Material to process Start Marker

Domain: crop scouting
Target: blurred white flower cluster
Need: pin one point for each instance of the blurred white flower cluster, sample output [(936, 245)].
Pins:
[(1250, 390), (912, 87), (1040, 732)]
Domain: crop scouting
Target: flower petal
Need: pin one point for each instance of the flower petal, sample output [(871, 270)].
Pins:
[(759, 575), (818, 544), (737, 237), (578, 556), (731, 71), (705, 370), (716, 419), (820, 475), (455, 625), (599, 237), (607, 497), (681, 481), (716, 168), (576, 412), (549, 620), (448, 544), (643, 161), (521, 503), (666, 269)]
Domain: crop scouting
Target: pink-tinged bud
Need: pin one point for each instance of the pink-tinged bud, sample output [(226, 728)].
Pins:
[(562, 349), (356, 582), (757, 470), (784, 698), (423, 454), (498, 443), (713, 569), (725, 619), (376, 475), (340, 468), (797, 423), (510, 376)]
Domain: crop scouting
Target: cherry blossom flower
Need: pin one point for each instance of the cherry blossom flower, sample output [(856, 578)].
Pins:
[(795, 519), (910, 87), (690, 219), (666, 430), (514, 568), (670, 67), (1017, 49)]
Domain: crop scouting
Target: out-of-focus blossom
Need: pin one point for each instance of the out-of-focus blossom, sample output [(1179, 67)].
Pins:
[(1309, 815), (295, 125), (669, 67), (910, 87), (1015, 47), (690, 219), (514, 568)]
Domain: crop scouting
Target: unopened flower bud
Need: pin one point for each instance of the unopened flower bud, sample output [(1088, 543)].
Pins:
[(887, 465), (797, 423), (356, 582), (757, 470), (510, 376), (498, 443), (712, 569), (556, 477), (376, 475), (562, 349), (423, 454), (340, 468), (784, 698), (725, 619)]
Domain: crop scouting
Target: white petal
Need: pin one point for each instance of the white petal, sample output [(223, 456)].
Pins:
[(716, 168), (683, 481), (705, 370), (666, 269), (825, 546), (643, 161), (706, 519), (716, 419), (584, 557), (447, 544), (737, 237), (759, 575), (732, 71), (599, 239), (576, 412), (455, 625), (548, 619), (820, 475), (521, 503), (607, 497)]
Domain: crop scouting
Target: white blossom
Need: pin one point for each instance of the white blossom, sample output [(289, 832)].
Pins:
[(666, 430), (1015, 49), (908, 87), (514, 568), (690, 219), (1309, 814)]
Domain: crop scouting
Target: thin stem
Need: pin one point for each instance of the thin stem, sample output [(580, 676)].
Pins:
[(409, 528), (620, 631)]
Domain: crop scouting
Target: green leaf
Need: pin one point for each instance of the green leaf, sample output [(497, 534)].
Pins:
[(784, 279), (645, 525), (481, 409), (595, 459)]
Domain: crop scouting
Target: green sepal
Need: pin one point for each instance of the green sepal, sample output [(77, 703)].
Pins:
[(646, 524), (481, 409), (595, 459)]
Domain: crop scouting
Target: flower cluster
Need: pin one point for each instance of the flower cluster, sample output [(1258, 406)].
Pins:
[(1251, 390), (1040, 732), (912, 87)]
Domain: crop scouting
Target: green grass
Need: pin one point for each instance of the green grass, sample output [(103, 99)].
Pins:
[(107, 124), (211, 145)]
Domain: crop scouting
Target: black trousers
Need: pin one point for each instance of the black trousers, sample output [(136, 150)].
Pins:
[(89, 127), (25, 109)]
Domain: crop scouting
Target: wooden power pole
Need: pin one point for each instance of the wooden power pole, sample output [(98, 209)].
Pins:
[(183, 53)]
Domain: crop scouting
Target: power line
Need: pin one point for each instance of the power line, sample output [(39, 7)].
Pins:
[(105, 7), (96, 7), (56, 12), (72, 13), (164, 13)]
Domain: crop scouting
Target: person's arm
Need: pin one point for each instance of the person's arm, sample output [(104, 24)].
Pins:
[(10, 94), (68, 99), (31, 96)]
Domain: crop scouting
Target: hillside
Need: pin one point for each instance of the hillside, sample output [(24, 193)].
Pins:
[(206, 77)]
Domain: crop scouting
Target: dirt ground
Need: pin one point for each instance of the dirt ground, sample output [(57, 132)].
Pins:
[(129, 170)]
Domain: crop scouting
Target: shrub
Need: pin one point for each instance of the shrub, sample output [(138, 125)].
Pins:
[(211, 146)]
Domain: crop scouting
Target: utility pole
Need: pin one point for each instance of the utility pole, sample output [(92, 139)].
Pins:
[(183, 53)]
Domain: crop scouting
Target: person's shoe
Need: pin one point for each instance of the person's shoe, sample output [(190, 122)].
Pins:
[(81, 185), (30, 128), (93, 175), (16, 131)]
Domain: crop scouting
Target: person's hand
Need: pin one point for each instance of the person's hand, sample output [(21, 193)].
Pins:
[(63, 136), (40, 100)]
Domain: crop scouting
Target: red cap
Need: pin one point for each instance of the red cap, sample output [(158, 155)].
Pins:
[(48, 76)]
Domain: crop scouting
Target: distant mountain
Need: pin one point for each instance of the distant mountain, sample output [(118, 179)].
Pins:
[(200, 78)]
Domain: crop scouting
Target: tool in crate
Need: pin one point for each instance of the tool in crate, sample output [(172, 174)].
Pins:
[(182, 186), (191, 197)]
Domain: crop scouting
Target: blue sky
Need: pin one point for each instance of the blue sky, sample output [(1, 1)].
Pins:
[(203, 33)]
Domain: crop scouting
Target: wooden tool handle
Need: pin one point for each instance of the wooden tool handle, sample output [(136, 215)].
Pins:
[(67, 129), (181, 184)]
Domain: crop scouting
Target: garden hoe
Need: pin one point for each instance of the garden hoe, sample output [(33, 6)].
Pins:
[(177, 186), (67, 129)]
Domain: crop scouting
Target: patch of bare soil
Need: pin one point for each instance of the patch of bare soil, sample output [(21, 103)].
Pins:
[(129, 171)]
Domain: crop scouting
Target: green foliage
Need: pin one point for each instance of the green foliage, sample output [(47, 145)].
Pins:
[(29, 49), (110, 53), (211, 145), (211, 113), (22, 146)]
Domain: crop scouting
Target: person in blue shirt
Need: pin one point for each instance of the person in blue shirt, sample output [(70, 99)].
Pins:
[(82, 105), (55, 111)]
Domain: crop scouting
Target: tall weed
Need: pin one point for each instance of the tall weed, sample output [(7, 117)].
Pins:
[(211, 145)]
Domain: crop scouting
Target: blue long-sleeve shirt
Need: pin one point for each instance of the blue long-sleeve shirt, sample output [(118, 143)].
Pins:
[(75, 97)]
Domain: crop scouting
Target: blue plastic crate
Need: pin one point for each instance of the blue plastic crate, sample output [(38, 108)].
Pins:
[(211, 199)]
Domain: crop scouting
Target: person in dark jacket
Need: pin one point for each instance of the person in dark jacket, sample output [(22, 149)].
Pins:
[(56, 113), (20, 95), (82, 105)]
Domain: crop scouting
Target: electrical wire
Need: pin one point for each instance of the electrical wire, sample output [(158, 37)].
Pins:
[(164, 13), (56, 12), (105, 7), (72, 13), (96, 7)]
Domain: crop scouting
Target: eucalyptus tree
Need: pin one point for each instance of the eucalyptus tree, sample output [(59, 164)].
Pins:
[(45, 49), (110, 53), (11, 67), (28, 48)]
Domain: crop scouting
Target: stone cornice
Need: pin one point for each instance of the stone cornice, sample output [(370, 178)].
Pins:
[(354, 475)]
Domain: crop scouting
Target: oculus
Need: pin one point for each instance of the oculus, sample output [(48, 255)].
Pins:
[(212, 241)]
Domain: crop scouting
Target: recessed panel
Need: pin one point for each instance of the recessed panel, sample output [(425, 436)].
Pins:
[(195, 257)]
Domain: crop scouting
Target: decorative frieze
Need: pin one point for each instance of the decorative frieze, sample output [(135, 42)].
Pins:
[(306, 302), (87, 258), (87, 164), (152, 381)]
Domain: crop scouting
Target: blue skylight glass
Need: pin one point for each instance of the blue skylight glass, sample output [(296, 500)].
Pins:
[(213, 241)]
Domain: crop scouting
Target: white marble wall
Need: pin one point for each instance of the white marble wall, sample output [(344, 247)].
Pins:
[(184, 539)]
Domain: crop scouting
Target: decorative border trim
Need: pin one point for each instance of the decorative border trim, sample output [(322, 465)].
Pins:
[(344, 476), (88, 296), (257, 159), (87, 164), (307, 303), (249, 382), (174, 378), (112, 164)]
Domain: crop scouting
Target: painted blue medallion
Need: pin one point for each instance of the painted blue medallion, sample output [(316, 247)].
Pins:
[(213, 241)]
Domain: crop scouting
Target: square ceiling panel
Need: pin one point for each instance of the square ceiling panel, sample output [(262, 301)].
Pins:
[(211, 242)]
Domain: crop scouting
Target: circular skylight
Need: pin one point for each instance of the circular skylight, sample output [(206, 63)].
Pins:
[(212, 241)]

Material to process End Marker

Work order: Every line containing the string "recessed" is required; copy each such line from the data.

Output:
Target: recessed panel
Need: pin one point for each instance of the recessed panel, sample output [(425, 436)].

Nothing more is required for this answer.